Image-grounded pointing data

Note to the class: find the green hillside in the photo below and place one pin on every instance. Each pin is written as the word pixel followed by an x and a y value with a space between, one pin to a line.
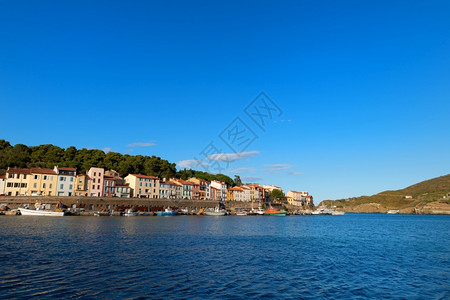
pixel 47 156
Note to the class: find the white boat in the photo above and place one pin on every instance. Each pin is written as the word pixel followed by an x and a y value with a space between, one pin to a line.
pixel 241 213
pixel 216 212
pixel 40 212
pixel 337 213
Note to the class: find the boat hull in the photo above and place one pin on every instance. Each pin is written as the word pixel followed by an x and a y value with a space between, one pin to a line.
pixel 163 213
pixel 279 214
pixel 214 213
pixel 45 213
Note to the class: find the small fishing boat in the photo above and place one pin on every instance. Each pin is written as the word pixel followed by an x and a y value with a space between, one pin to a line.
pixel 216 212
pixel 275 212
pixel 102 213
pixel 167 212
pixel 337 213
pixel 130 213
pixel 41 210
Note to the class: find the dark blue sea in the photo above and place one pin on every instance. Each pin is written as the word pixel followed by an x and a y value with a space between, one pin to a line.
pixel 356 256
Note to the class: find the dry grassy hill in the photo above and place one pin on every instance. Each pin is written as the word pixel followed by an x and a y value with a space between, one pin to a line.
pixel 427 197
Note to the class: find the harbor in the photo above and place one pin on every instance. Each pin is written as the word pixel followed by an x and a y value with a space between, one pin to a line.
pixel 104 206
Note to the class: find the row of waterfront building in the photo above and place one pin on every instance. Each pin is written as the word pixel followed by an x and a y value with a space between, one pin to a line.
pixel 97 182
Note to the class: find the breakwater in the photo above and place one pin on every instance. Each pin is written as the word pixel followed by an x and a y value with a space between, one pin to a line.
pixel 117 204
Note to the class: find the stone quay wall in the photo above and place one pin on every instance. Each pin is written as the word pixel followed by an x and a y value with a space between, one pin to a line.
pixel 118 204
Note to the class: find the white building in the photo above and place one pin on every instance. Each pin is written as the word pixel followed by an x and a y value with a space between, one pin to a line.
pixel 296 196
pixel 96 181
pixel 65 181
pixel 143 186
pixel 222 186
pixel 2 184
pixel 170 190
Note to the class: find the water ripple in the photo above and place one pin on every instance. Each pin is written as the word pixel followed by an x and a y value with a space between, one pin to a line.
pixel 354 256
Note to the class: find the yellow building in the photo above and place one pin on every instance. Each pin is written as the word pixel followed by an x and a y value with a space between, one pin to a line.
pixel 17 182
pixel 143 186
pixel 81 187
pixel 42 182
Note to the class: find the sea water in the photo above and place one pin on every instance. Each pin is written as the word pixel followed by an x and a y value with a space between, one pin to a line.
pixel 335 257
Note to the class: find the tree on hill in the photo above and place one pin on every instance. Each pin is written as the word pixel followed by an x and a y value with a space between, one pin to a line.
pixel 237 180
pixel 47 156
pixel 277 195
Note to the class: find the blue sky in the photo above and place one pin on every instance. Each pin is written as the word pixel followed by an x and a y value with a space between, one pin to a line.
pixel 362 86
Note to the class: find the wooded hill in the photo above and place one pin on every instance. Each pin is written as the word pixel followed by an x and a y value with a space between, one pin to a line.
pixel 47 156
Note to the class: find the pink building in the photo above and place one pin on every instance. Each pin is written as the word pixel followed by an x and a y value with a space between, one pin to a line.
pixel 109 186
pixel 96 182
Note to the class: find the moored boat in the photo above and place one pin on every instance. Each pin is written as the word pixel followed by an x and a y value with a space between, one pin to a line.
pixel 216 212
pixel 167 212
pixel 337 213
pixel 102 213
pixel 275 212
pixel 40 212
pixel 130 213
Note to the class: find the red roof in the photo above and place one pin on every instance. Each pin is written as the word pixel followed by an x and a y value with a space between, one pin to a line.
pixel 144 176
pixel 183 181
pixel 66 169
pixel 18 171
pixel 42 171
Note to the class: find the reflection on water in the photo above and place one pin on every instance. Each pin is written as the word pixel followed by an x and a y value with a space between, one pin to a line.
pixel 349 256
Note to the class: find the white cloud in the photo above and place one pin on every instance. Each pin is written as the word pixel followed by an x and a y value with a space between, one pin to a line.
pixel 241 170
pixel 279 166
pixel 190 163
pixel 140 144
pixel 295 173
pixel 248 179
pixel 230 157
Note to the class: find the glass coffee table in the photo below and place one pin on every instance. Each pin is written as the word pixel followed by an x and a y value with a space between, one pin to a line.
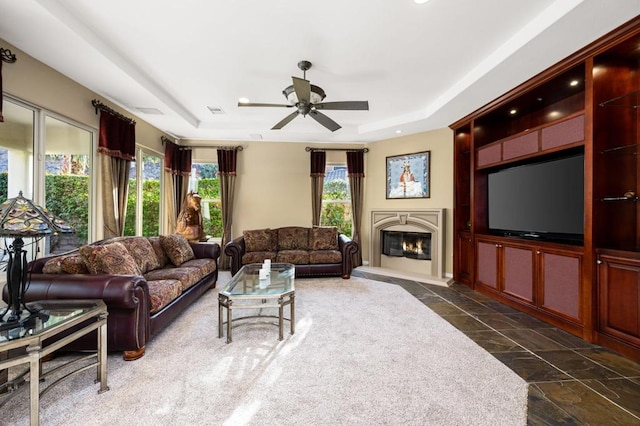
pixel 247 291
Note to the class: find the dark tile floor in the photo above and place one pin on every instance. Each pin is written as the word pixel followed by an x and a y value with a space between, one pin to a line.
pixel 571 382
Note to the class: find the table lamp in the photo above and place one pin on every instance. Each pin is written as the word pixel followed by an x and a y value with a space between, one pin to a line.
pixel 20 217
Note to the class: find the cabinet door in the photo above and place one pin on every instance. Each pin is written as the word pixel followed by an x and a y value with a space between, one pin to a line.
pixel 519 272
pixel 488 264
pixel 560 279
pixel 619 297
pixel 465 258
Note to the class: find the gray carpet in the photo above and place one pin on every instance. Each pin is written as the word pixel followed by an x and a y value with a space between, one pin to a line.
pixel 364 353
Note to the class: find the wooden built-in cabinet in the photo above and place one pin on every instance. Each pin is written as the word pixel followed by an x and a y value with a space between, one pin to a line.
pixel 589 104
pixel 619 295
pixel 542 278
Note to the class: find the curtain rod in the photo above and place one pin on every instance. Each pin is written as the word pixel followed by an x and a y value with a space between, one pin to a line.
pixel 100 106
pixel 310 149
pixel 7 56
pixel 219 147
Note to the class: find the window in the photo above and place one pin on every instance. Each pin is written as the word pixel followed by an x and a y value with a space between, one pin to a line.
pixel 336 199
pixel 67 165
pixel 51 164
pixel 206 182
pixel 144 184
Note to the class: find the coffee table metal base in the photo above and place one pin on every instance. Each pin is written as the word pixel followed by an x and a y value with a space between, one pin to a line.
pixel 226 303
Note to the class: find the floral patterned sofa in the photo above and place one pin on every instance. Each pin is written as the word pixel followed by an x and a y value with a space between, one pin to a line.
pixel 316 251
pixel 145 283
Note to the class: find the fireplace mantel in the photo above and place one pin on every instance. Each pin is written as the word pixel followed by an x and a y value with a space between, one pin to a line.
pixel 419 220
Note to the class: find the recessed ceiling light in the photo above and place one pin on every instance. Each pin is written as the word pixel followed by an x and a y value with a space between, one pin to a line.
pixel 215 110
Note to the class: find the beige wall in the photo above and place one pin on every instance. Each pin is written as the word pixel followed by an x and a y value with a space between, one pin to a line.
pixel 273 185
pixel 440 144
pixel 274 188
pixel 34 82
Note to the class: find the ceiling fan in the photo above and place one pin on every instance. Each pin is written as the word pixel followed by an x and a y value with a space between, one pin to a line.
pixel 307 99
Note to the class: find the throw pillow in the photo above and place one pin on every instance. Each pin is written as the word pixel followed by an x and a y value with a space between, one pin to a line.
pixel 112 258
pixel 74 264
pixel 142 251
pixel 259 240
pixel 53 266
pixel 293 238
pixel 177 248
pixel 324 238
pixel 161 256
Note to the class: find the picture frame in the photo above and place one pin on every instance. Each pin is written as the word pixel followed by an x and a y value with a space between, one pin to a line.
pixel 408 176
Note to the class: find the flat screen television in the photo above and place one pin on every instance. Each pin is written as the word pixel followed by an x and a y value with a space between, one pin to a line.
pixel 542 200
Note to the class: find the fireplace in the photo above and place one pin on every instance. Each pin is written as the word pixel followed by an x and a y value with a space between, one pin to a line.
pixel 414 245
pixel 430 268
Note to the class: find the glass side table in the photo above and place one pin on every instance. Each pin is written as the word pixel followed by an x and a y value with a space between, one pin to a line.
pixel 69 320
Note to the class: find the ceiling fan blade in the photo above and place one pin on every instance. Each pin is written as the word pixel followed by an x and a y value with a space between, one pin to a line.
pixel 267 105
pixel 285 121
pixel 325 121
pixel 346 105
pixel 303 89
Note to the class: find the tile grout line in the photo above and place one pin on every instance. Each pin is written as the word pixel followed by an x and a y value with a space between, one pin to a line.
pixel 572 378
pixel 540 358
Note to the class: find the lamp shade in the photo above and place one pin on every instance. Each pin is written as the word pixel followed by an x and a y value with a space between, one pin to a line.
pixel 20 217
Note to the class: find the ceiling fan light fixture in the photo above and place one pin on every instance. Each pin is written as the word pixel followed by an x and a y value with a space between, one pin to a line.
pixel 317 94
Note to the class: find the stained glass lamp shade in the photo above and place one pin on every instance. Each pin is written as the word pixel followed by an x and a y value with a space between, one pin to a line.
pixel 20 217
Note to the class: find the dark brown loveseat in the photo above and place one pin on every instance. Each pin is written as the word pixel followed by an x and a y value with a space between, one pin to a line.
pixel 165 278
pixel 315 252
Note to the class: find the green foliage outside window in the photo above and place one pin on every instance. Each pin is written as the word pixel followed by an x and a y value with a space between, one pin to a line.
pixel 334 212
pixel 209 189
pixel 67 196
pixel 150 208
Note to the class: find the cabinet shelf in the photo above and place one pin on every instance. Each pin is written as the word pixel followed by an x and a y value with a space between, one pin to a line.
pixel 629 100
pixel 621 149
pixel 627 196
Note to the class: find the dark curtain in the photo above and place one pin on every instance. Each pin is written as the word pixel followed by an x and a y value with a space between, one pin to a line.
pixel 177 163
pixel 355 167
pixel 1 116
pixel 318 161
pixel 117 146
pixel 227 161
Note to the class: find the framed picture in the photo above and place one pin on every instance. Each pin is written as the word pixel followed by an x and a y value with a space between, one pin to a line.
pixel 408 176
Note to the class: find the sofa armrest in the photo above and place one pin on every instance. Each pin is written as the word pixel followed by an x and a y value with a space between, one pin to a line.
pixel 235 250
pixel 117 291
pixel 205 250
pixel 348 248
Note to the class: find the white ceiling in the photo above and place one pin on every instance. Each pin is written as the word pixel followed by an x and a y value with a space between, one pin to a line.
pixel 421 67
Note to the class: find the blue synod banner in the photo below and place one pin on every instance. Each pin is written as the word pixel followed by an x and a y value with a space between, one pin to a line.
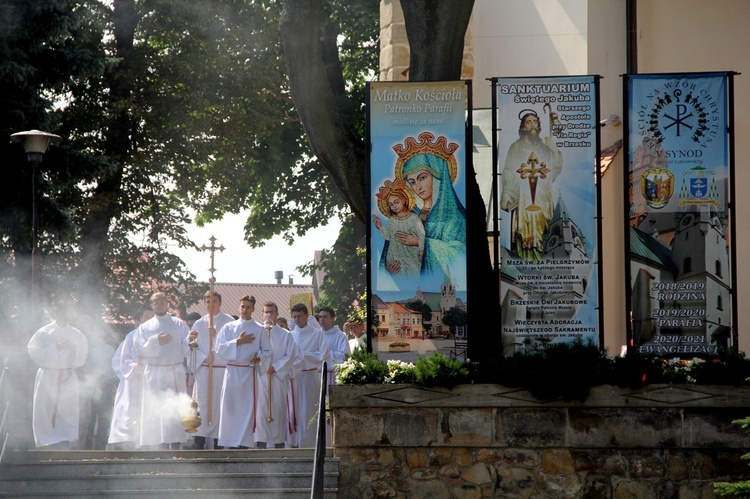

YOUR TASK: The lines to repeat start at the one holding "Note to the class: find the white ceiling" and run through the last line of the records above; write them out exactly, both ends included, but not the pictures.

RESPONSE TO THE TASK:
Note to the class: find the white ceiling in the photo above and place one pin on every instance. Each pin is written as the word pixel followed by an x and a y value with a space between, one pin to a line.
pixel 421 67
Note to the class: find the blue synod banner in the photo below and place one pin on every instance. Each pin is written as the word pixel followed by an x and a y value with a space between, one pin to a line.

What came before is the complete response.